Entries from a dataset:
========================

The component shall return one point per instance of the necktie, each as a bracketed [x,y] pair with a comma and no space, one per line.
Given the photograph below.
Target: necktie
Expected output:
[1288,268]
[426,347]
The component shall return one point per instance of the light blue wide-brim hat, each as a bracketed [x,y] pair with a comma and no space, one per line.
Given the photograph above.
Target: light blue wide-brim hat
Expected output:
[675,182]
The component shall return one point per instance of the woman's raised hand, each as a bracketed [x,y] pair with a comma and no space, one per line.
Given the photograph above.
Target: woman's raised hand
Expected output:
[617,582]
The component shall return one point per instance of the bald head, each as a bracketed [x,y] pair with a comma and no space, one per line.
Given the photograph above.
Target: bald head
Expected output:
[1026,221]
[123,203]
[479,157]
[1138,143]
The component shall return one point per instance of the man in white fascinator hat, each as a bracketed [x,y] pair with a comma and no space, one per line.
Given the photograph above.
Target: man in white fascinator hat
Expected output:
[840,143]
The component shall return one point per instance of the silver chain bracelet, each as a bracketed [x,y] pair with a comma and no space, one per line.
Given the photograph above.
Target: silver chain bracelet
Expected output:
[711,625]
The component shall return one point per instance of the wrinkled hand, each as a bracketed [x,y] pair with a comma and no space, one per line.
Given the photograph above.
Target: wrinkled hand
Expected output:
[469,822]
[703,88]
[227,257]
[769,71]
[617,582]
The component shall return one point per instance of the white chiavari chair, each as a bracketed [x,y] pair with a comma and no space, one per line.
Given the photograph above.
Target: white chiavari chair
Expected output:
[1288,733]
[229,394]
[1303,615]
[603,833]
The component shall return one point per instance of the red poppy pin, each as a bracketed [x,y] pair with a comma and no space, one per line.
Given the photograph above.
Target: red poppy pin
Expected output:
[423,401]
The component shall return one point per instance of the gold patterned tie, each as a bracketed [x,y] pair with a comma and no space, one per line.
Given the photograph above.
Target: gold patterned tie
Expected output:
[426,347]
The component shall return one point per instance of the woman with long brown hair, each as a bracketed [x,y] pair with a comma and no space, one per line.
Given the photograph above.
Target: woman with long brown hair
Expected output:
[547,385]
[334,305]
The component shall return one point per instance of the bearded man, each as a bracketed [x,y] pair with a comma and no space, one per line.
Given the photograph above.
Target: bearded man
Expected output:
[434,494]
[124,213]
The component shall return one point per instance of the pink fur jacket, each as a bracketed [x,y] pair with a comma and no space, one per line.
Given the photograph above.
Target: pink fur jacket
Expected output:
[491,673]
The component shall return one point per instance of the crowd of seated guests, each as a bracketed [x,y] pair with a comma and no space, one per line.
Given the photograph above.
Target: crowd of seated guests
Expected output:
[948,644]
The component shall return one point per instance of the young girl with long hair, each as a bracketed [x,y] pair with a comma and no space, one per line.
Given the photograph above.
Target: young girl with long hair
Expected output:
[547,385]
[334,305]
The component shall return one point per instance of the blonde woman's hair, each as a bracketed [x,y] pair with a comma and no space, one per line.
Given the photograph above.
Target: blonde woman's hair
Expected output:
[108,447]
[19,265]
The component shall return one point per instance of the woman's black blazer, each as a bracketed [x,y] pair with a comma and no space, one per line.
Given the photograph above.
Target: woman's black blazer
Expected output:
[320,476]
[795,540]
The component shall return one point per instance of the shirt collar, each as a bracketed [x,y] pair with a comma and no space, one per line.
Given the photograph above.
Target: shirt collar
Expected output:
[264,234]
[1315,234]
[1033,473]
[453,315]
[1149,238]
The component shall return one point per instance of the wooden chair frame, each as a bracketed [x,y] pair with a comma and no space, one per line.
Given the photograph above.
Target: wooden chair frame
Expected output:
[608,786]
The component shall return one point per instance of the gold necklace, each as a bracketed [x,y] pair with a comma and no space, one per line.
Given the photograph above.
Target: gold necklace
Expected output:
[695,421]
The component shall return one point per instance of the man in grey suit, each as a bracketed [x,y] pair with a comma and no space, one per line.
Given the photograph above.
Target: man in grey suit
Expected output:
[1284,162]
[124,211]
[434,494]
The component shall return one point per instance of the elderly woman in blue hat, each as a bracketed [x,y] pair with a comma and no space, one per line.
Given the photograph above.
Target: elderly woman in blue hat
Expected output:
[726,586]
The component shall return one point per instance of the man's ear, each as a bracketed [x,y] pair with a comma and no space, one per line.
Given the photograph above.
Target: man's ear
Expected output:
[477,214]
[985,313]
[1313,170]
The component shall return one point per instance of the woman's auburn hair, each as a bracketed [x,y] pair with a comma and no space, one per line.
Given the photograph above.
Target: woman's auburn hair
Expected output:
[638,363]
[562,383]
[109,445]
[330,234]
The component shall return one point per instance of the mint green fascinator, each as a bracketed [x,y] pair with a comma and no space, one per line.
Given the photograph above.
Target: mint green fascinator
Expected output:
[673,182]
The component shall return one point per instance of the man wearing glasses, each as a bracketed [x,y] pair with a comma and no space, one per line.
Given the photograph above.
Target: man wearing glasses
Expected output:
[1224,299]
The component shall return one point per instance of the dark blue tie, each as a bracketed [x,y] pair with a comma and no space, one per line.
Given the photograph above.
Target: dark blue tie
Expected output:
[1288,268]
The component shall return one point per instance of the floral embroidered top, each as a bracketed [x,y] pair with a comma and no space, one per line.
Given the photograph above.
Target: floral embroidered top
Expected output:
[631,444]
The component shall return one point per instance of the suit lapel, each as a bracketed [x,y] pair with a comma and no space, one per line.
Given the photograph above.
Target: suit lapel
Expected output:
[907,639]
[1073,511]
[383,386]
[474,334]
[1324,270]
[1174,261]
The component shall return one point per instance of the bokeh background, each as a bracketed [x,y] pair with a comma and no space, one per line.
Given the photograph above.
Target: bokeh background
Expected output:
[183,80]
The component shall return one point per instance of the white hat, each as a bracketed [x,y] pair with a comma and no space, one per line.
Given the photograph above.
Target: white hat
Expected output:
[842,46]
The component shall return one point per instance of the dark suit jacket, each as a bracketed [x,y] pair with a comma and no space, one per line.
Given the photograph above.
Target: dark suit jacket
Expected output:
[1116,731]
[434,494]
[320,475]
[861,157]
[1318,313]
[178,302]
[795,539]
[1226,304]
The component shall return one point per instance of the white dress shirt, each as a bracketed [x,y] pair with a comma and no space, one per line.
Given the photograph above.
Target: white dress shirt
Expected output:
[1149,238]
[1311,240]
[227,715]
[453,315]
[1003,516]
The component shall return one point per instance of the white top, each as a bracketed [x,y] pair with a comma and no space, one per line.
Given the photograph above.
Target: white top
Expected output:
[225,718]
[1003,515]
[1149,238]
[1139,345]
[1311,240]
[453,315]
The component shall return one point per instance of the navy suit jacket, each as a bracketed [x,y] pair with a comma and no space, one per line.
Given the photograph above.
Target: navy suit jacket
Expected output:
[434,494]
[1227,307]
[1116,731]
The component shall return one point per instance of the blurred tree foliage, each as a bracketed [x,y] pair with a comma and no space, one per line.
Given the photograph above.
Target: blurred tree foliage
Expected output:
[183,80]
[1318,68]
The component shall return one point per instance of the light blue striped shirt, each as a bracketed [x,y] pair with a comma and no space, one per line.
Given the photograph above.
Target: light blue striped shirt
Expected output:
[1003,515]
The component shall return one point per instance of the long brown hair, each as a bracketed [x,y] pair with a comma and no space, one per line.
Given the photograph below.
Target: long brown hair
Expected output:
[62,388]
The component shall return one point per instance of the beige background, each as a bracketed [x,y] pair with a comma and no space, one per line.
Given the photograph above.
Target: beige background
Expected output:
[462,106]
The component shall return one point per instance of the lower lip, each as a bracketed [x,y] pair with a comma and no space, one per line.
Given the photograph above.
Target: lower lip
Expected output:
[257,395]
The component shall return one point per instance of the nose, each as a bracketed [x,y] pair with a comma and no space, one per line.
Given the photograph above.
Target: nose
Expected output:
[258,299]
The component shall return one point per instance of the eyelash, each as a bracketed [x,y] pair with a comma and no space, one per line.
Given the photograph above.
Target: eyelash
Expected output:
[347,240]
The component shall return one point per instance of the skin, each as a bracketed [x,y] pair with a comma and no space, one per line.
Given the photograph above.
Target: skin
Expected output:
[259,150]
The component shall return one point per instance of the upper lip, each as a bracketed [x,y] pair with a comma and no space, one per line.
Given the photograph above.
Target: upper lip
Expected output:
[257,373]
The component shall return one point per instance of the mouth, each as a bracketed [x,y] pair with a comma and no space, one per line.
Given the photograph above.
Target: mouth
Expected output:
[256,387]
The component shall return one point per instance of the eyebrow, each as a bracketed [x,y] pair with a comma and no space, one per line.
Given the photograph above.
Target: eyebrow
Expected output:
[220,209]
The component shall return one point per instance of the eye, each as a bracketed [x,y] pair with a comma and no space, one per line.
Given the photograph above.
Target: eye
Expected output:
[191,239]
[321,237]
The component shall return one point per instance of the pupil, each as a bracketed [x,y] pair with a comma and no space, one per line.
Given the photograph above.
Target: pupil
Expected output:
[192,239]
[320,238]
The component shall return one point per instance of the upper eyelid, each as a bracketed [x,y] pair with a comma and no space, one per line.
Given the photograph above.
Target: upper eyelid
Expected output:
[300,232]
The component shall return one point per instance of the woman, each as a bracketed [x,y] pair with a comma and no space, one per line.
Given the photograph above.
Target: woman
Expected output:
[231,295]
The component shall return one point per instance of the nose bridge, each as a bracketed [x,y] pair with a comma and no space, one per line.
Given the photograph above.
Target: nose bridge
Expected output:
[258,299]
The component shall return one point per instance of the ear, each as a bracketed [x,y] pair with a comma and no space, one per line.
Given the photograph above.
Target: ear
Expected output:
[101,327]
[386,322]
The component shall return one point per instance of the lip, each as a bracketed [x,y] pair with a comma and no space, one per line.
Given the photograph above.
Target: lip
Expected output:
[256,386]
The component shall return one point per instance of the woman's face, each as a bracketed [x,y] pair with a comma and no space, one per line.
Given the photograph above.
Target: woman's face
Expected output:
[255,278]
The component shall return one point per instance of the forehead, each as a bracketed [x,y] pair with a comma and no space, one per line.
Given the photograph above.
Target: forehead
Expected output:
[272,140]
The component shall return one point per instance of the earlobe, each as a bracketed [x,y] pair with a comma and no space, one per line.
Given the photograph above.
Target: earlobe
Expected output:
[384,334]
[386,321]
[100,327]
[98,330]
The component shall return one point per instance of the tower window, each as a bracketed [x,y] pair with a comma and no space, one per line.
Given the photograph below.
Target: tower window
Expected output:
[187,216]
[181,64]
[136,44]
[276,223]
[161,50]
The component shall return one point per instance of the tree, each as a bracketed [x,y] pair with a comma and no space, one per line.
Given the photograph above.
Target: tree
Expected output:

========================

- Written exercise -
Repeat exactly the lines from the line containing "upper eyelid, each" through the end of the listing above; both boundary lines are part of the output.

- Exercise solution -
The component shall return one point per instance of the upper eyelid, each as a bracketed [x,y] pair with a comma and no space, one per line.
Given the photograph above.
Target: upper eyelid
Expected output:
[300,232]
The component shall return one point per instance of the woman, each as a bracketed [x,y] pair with a comma and no space, one per line.
Given the photograph above.
Target: woman
Expected output:
[231,295]
The component shall return one point per instance of the nose bridge, each as a bracketed [x,y] pair with a comma and no space, one per line.
Given the photograph above.
Target: nose bridge
Expected output:
[258,299]
The component shall return one point per instance of the ear, each as a bracketed [x,y] pair with a comma and no space, one per line.
Given the photograph above.
Target: ear
Expected output:
[101,327]
[386,322]
The component shall return one point per instance of the lip, each as a bracketed [x,y] pair with a comma and no space, one per line.
Given the photograph above.
Target: lip
Expected output:
[256,386]
The component shall return one point per instance of the woman's face, each as a bracketed [x,y] pair with a comma and no space, one per line.
Given the photograph above.
Target: woman's face
Expected output:
[255,278]
The component shall return one point per instance of the forehead, each as a bracketed [x,y] pair with a comma and no space, one per line.
Given the photograph above.
Target: forehead
Expected output:
[272,140]
The component shall return one point per instance of the earlobe, each as a bracketed [x,y] pair with a comma and no space, one per line.
Given the photograph above.
Target: earlobe
Expected output:
[384,334]
[386,321]
[100,327]
[98,330]
The component shall return one point per instance of the tower window, each as a bracketed [x,y] pair with a comma and no space, one per line.
Given the photograph below.
Target: tower window
Expected output:
[187,216]
[181,64]
[136,44]
[276,223]
[161,50]
The component shall return one point per instance of the tree, each as a bracketed [x,y] pair with a comma and no space, one per line.
Given the photograph above.
Target: tree
Expected output:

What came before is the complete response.